## DOCUMENT TEXT
--------------------------------------------------

The present disclosure relates to an encoder, an operating method of the encoder, and an image processing device.
Electronic devices such as smartphones, tablet PCs, laptop/desktop computers, and digital cameras may be equipped with digital video functionality. These electronic devices may transmit, receive, encode, decode, and/or store digital video information more efficiently by implementing video compression techniques. As demand for high-definition video increases, electronic devices must process large amounts of digital video information. Accordingly, the need for high-efficiency video compression technology is increasing.
Meanwhile, from a human perceptual and visual perspective, the size of the content output from the video information may vary depending on the resolution of the video output from the electronic device and the viewing distance from the electronic device. To address these issues, technologies are required that may compress images at different resolutions and viewing distances while maintaining visual quality.
The present disclosure provides an encoder for compressing images at various resolutions.

--------------------------------------------------

## ACTIONS TO TAKE
A: In the passage on video compression, substitute "digital media data" for each occurrence of "digital video information", then write out everything from "Electronic devices such" down to "technology is increasing.".
B: List each action that the video compression passage says electronic devices may perform on digital video information.

--------------------------------------------------

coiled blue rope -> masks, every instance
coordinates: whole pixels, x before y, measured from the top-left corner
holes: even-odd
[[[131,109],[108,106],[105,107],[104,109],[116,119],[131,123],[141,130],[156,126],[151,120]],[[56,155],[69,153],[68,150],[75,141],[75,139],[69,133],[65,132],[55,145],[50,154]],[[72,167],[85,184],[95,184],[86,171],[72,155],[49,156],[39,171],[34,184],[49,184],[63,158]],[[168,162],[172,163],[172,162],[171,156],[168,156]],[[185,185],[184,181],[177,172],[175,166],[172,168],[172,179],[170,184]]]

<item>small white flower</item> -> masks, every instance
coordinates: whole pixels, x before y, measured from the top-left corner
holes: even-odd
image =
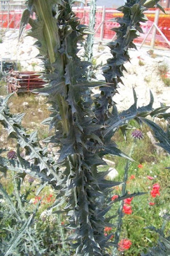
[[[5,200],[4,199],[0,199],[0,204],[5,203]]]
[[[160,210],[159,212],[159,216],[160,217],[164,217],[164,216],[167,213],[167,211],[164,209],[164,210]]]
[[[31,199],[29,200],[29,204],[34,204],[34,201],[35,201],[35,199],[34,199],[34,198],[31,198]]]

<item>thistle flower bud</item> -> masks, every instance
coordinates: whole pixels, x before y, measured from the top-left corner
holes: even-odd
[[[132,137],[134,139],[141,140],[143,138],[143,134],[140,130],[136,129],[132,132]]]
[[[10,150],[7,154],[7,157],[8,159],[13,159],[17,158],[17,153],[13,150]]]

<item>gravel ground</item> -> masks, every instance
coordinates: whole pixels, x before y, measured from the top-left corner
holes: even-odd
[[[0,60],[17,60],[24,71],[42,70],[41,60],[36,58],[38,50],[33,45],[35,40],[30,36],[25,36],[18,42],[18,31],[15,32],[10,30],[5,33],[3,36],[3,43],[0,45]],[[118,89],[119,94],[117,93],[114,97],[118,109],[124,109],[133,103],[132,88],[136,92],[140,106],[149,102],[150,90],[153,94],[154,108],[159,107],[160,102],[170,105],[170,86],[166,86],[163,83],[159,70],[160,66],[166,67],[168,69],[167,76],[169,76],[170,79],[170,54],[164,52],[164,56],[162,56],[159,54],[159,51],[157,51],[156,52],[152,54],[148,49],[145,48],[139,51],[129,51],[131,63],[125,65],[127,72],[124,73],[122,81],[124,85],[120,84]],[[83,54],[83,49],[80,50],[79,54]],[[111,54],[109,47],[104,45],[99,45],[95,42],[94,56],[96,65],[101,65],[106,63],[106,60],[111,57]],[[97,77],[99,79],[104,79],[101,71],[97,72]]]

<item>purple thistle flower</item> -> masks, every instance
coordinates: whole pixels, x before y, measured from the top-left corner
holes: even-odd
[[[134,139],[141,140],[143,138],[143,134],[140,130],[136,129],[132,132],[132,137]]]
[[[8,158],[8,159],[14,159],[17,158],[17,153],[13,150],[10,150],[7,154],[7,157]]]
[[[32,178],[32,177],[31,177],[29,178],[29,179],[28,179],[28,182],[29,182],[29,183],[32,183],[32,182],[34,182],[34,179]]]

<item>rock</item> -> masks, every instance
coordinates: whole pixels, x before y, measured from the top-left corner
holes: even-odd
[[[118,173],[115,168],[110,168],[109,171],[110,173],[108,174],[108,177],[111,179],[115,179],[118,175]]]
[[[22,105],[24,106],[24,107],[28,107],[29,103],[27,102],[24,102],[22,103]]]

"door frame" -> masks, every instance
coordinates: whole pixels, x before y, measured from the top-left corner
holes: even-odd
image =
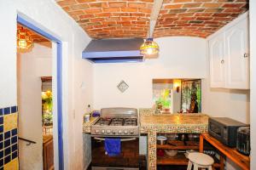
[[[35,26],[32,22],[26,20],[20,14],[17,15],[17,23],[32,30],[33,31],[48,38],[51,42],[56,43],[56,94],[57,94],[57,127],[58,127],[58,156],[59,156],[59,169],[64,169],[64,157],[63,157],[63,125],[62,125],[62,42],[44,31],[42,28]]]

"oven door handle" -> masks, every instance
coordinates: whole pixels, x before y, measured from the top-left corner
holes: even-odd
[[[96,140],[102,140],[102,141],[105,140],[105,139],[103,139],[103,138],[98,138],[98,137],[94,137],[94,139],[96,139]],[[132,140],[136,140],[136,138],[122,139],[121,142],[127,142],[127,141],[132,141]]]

--------------------------------------------------

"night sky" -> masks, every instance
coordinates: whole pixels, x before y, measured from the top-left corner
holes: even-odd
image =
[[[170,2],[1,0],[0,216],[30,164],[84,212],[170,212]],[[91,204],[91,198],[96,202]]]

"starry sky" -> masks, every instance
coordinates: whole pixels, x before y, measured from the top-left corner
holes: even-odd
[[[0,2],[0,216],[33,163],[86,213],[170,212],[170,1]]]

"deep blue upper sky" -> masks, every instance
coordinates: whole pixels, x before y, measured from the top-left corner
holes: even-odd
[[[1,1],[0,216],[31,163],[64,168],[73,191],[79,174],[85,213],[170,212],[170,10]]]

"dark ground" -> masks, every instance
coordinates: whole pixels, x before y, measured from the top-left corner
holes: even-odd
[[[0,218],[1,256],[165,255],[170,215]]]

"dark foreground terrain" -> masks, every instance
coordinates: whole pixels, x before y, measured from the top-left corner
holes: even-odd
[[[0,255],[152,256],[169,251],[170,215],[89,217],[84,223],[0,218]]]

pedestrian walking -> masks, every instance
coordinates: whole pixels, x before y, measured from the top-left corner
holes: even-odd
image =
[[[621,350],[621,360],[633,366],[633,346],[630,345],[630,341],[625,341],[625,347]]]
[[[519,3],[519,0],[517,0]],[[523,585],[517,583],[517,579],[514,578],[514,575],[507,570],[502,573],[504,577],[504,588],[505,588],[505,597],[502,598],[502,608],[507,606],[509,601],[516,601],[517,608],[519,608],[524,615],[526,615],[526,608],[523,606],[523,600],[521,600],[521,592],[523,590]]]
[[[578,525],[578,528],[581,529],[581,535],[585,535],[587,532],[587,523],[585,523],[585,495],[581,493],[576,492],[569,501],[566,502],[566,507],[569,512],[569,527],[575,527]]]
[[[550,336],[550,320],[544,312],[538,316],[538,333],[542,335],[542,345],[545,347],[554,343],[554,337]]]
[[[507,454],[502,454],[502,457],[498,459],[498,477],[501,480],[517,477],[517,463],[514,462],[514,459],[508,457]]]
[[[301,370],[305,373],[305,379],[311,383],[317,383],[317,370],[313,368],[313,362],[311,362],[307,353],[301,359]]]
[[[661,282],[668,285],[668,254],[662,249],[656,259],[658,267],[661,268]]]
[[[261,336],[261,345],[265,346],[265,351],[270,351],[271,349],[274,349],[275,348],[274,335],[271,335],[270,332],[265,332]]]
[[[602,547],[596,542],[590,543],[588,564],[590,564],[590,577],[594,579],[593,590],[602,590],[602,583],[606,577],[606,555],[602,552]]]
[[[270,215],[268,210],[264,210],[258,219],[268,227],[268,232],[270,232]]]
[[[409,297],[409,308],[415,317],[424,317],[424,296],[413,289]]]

--------------------------------------------------

## SOLVED PROBLEMS
A:
Electronic devices such as smartphones, tablet PCs, laptop/desktop computers, and digital cameras may be equipped with digital video functionality. These electronic devices may transmit, receive, encode, decode, and/or store digital media data more efficiently by implementing video compression techniques. As demand for high-definition video increases, electronic devices must process large amounts of digital media data. Accordingly, the need for high-efficiency video compression technology is increasing.

B: transmit, receive, encode, decode, store